Rewrite all of the data below as a numbered list with one line per entry, skipping blank lines. Leave the pictures out of your list.

[start]

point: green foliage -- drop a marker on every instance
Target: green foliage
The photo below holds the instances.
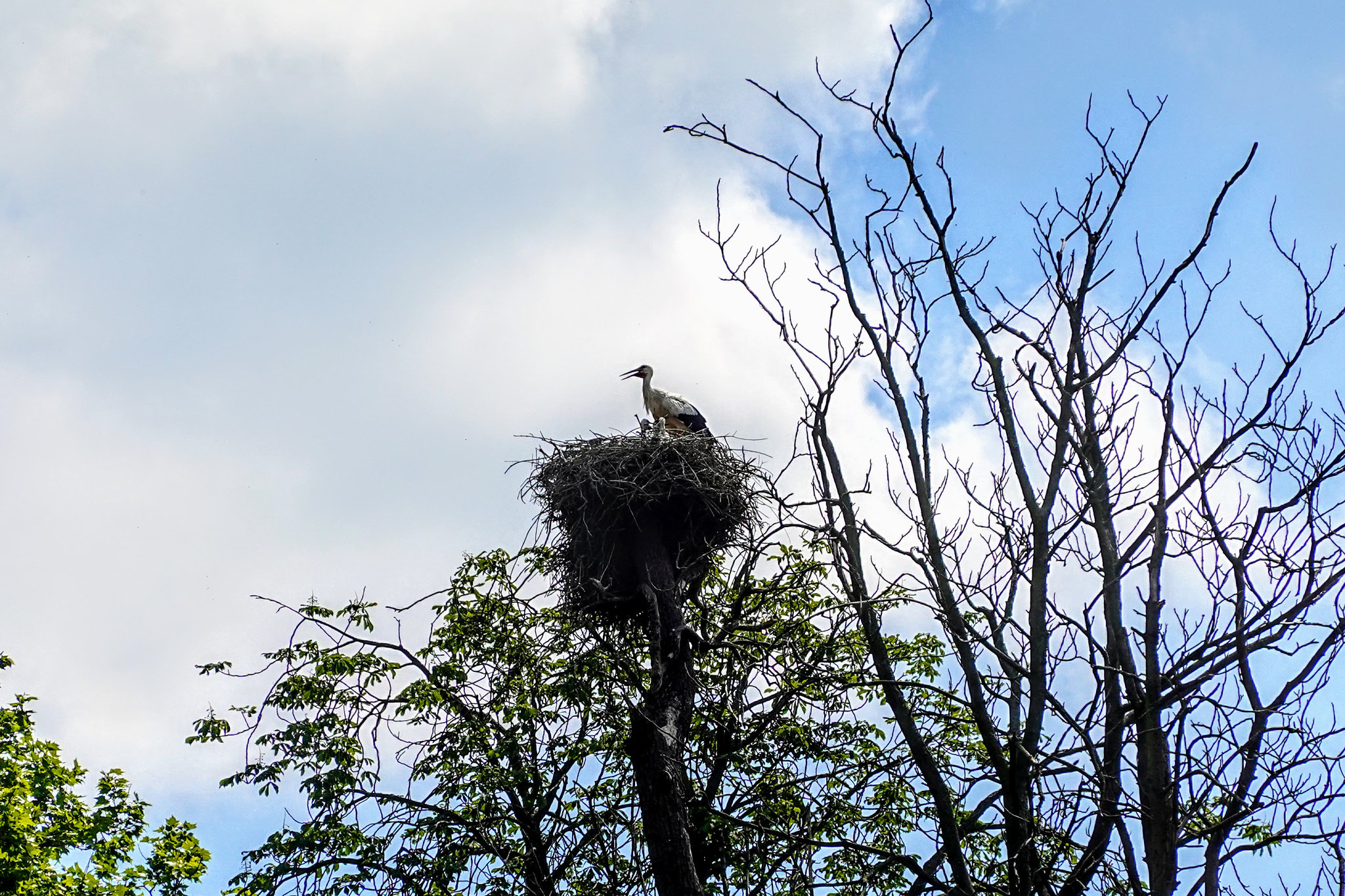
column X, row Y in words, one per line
column 53, row 843
column 486, row 757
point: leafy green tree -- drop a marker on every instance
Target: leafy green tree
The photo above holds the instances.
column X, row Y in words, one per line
column 487, row 756
column 54, row 843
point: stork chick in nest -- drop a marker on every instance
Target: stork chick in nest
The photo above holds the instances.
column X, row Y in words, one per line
column 671, row 409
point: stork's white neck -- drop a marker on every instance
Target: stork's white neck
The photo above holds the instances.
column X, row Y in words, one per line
column 649, row 393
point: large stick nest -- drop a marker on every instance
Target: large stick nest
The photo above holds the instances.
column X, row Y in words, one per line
column 598, row 495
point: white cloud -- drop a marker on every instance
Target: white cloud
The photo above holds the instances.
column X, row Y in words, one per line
column 280, row 282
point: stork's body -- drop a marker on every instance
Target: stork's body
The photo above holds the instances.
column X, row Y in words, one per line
column 674, row 410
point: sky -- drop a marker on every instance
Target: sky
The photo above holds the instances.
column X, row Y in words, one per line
column 286, row 285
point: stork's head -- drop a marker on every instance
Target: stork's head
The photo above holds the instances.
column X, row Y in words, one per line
column 643, row 371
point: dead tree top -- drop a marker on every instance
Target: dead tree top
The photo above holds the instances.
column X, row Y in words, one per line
column 599, row 494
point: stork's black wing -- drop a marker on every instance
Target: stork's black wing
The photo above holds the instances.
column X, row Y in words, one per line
column 694, row 421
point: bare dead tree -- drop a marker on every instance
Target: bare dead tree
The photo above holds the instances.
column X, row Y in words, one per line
column 1139, row 584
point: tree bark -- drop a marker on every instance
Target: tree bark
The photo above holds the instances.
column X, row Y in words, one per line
column 659, row 726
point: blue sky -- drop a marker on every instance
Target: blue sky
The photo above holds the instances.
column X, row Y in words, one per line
column 282, row 284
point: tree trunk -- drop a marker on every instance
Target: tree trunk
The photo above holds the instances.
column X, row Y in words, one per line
column 661, row 725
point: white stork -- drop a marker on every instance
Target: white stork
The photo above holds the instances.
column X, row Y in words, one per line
column 669, row 408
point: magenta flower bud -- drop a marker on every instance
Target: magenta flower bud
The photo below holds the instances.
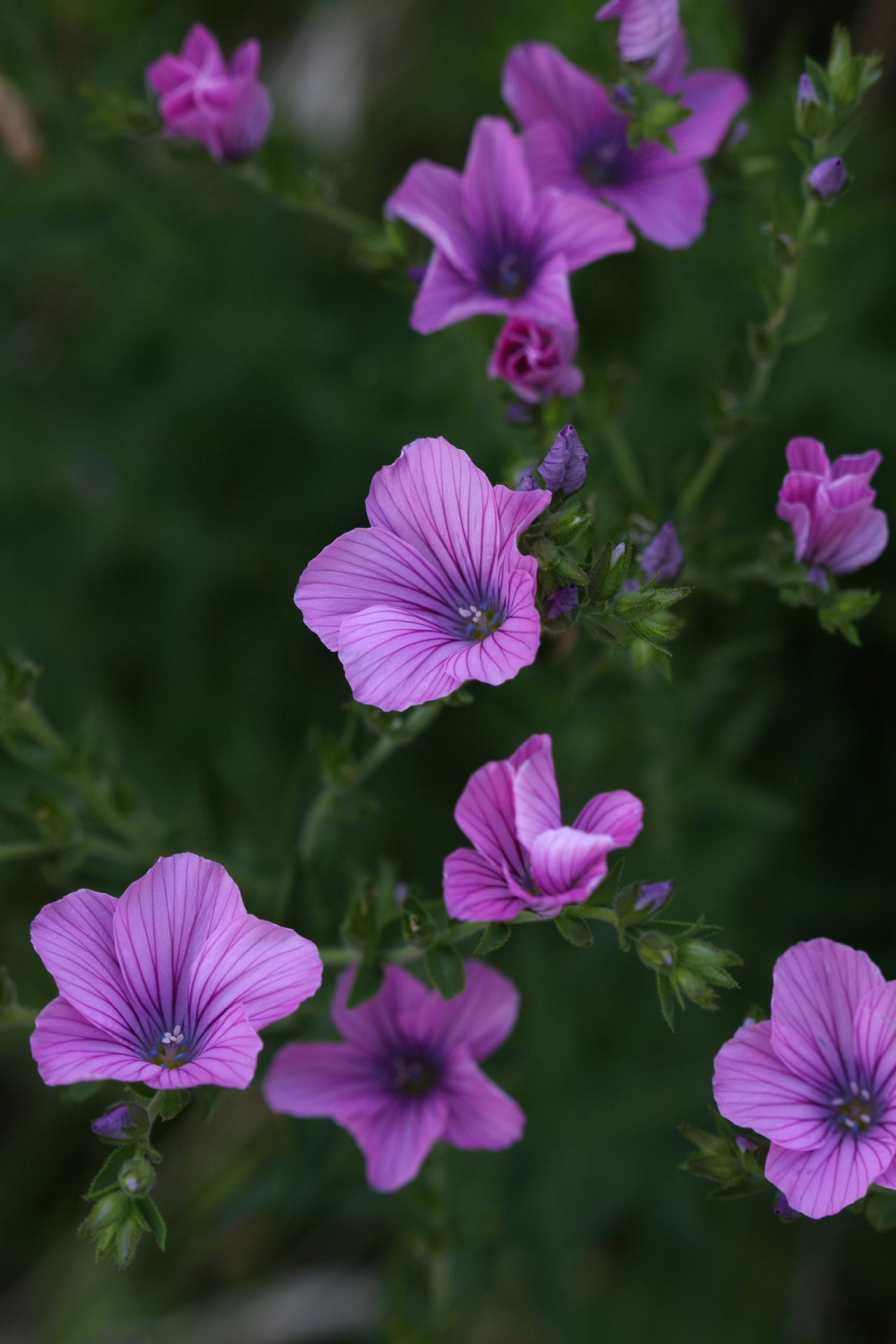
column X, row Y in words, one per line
column 828, row 178
column 117, row 1123
column 564, row 601
column 653, row 895
column 220, row 105
column 536, row 359
column 806, row 92
column 564, row 467
column 830, row 507
column 663, row 558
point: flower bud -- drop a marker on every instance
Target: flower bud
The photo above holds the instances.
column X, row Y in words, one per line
column 118, row 1124
column 828, row 178
column 136, row 1176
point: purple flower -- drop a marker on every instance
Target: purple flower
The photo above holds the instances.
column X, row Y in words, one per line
column 830, row 507
column 577, row 140
column 663, row 558
column 653, row 895
column 167, row 986
column 407, row 1074
column 564, row 465
column 818, row 1079
column 647, row 26
column 828, row 178
column 564, row 601
column 806, row 92
column 434, row 592
column 500, row 245
column 536, row 360
column 223, row 106
column 524, row 857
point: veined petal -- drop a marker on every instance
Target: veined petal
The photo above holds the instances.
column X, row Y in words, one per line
column 666, row 204
column 479, row 1019
column 430, row 200
column 370, row 566
column 160, row 925
column 536, row 796
column 480, row 1114
column 617, row 813
column 74, row 940
column 830, row 1177
column 475, row 889
column 267, row 969
column 754, row 1089
column 324, row 1078
column 67, row 1049
column 818, row 988
column 580, row 227
column 713, row 99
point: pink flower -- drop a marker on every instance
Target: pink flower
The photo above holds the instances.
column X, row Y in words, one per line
column 830, row 507
column 434, row 592
column 820, row 1078
column 647, row 26
column 577, row 141
column 223, row 106
column 536, row 360
column 167, row 986
column 407, row 1074
column 501, row 246
column 524, row 857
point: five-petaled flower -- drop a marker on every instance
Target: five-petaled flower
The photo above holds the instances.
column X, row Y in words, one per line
column 202, row 97
column 830, row 507
column 166, row 986
column 434, row 592
column 645, row 26
column 407, row 1074
column 501, row 246
column 575, row 139
column 818, row 1079
column 524, row 857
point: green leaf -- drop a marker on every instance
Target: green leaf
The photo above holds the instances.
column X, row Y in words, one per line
column 495, row 936
column 156, row 1224
column 367, row 981
column 445, row 968
column 575, row 930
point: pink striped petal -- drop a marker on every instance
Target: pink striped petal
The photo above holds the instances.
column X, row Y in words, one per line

[end]

RESULT OF THE EXERCISE:
1. point: green foliage -- drop a marker on every instance
2. Target: green foliage
3. The photo below holds the instances.
4. column X, row Y in words, one per line
5. column 53, row 843
6. column 486, row 757
7. point: leafy green tree -- drop a marker on every instance
8. Target: leafy green tree
9. The photo above holds the instances.
10. column X, row Y in words, one per line
11. column 487, row 756
12. column 54, row 843
13. point: stork chick in nest -- drop a marker on every instance
14. Target: stork chick in nest
15. The photo above holds the instances.
16. column X, row Y in words, one per line
17. column 671, row 409
18. point: stork's white neck -- drop a marker on every instance
19. Target: stork's white neck
20. The photo above holds the instances.
21. column X, row Y in words, one per line
22. column 649, row 393
23. point: large stick nest -- drop a marker on every instance
24. Target: large stick nest
25. The photo above holds the instances.
26. column X, row Y in words, one per line
27. column 598, row 495
28. point: white cloud -- drop a marker on every instance
29. Target: white cloud
30. The photo above holds the instances.
31. column X, row Y in words, one per line
32. column 280, row 282
33. point: stork's body -- drop a marker on every instance
34. Target: stork's body
35. The photo above holds the instances.
36. column X, row Y in words, one per line
37. column 674, row 410
38. point: sky -- drop a marker on every instance
39. Target: sky
40. The photo above holds the instances.
41. column X, row Y in words, one per line
42. column 286, row 285
43. point: stork's head -- drop a marker on every instance
44. Target: stork's head
45. The photo above holds the instances.
46. column X, row Y in words, one per line
47. column 643, row 371
48. point: dead tree top -- drop a marker on every instance
49. Target: dead tree top
50. The photo above holds the instances.
51. column X, row Y in words, one per line
52. column 599, row 494
53. point: stork's black wing -- drop a marker on every instance
54. Target: stork's black wing
55. The photo above holds the instances.
56. column X, row Y in words, one per line
57. column 694, row 421
58. point: bare dead tree -- drop a marker on every instance
59. Target: bare dead tree
60. The photo above holds the instances.
61. column X, row Y in words, one per line
62. column 1139, row 584
63. point: tree bark -- drop a marker on every instance
64. Target: tree bark
65. The photo above holds the instances.
66. column X, row Y in words, one per line
67. column 659, row 726
68. point: blue sky -- drop a marker on every instance
69. Target: blue sky
70. The photo above holds the instances.
71. column X, row Y in words, one per line
72. column 282, row 284
73. point: tree trunk -- drop a marker on every instance
74. Target: tree trunk
75. The photo above holds the instances.
76. column X, row Y in words, one per line
77. column 661, row 725
78. point: white stork -- drop a marker on every instance
79. Target: white stork
80. The photo above holds the instances.
81. column X, row Y in words, one per line
82. column 669, row 408
83. point: magenta flower bud -- drop a marker on every instance
84. Target: magenta flower bud
85. The photo below holds the instances.
86. column X, row Y in words, one per line
87. column 828, row 178
88. column 117, row 1123
89. column 564, row 601
90. column 653, row 895
91. column 220, row 105
92. column 536, row 359
93. column 806, row 92
94. column 564, row 467
95. column 830, row 507
96. column 663, row 558
97. point: flower bud -- drop a marker on every instance
98. Target: flower bud
99. The photo above holds the instances.
100. column X, row Y in words, one per line
101. column 118, row 1124
102. column 828, row 178
103. column 136, row 1176
104. point: purple flower -- drop a marker on every instance
105. Target: purple flower
106. The photo above holds the instances.
107. column X, row Y in words, one per line
108. column 830, row 507
109. column 577, row 140
110. column 663, row 558
111. column 653, row 895
112. column 167, row 986
113. column 407, row 1074
114. column 564, row 465
115. column 818, row 1079
116. column 647, row 26
117. column 828, row 178
118. column 564, row 601
119. column 806, row 92
120. column 434, row 592
121. column 500, row 245
122. column 536, row 360
123. column 223, row 106
124. column 524, row 857
125. point: veined petal -- drop a marker on every instance
126. Target: veined petal
127. The photo above holds the instances.
128. column X, row Y in words, one per line
129. column 666, row 204
130. column 479, row 1019
131. column 430, row 200
132. column 370, row 566
133. column 160, row 925
134. column 536, row 796
135. column 480, row 1114
136. column 617, row 813
137. column 74, row 940
138. column 830, row 1177
139. column 475, row 889
140. column 267, row 969
141. column 754, row 1089
142. column 324, row 1078
143. column 67, row 1049
144. column 818, row 988
145. column 580, row 227
146. column 713, row 99
147. point: pink flower -- drop a marker on every instance
148. Target: pink flower
149. The photo above holds the instances.
150. column X, row Y in words, one per line
151. column 830, row 507
152. column 434, row 592
153. column 820, row 1078
154. column 647, row 26
155. column 577, row 141
156. column 223, row 106
157. column 536, row 360
158. column 167, row 986
159. column 407, row 1074
160. column 501, row 246
161. column 524, row 857
162. point: five-petaled flower -- drop a marker on every instance
163. Target: five-petaled flower
164. The photo above holds the instances.
165. column X, row Y in words, one per line
166. column 202, row 97
167. column 830, row 507
168. column 166, row 986
169. column 434, row 592
170. column 645, row 26
171. column 407, row 1074
172. column 501, row 246
173. column 575, row 139
174. column 818, row 1079
175. column 524, row 857
176. point: green leaf -- drop a marker on every instance
177. Target: green leaf
178. The photo above holds the instances.
179. column X, row Y in words, one per line
180. column 495, row 936
181. column 156, row 1224
182. column 367, row 981
183. column 445, row 968
184. column 575, row 930
185. point: pink striped petal -- drop a marker on every instance
186. Target: pink striped petal
187. The photo above holds the instances.
188. column X, row Y in words, one per line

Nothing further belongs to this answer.